▶ _Problem requirements_
Please extract every line of the listing below that contains the string "bush". Case counts when matching.

▶ _Stored data_
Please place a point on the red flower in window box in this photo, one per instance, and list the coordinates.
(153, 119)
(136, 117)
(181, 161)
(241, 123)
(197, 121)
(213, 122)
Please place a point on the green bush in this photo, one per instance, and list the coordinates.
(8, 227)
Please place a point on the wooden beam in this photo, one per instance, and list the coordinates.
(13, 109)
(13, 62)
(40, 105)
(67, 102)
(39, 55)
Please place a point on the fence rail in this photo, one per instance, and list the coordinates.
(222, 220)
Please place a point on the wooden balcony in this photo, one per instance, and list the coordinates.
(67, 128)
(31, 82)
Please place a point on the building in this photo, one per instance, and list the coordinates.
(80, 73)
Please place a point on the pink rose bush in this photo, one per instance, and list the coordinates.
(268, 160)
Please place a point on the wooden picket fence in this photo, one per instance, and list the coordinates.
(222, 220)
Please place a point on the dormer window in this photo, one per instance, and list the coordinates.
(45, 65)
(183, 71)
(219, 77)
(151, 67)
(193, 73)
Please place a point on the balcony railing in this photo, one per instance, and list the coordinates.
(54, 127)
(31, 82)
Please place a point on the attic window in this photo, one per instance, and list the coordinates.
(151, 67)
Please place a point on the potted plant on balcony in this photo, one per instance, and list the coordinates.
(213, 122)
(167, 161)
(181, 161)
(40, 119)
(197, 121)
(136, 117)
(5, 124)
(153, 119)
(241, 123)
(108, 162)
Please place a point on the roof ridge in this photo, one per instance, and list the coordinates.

--

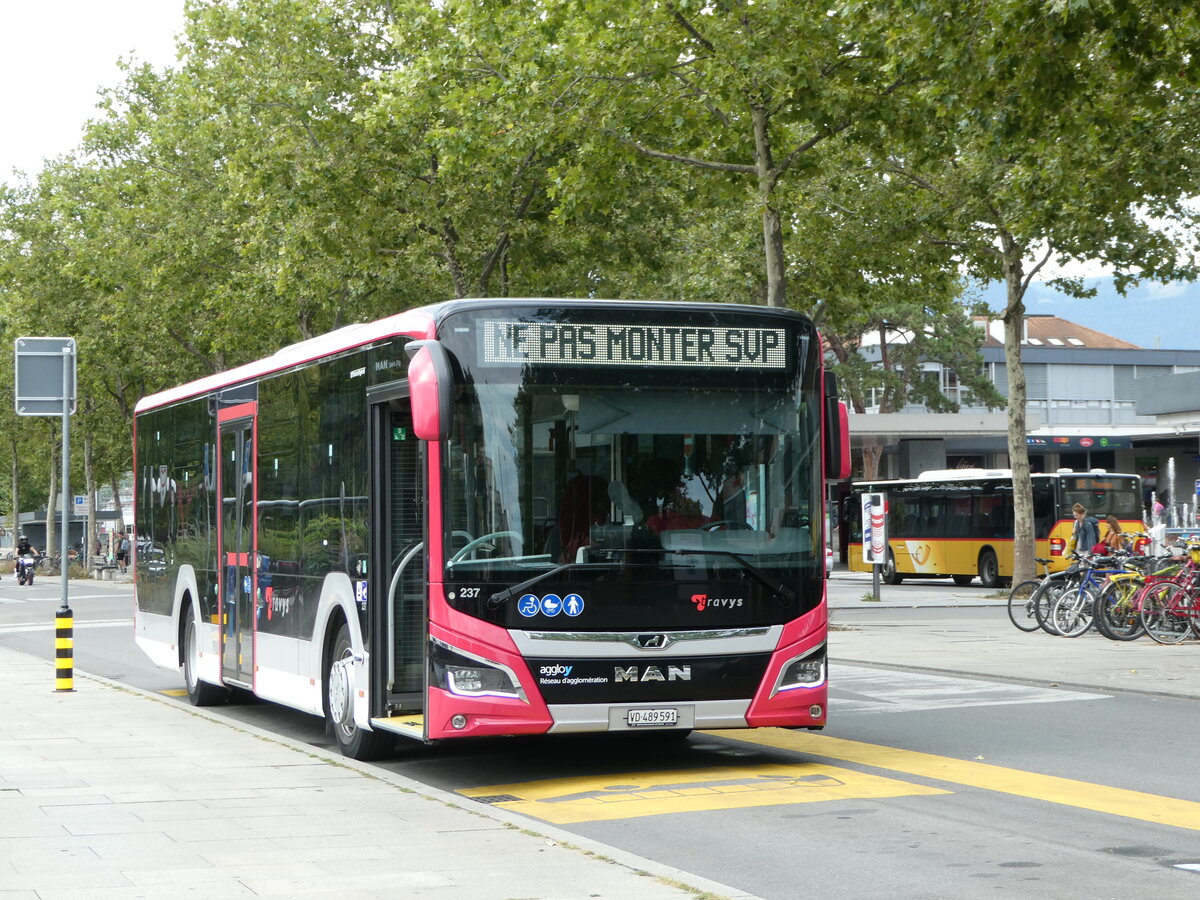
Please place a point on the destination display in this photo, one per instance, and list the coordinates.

--

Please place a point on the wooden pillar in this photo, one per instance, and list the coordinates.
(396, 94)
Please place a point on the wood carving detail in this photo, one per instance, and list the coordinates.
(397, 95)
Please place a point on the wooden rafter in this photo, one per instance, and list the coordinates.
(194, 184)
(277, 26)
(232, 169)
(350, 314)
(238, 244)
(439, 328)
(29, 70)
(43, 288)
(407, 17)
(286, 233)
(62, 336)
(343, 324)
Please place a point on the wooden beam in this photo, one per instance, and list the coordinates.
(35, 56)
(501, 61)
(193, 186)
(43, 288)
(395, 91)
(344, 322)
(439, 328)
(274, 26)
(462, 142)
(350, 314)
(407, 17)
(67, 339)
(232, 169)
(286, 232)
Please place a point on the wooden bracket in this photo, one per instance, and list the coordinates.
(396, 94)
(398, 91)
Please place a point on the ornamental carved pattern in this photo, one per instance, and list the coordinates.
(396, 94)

▶ _Result of this task_
Please place a point on the green bush in this photo, one per instance, and list the coordinates.
Please place a point on the pink rose bush in this photo, one per instance, and list the coordinates.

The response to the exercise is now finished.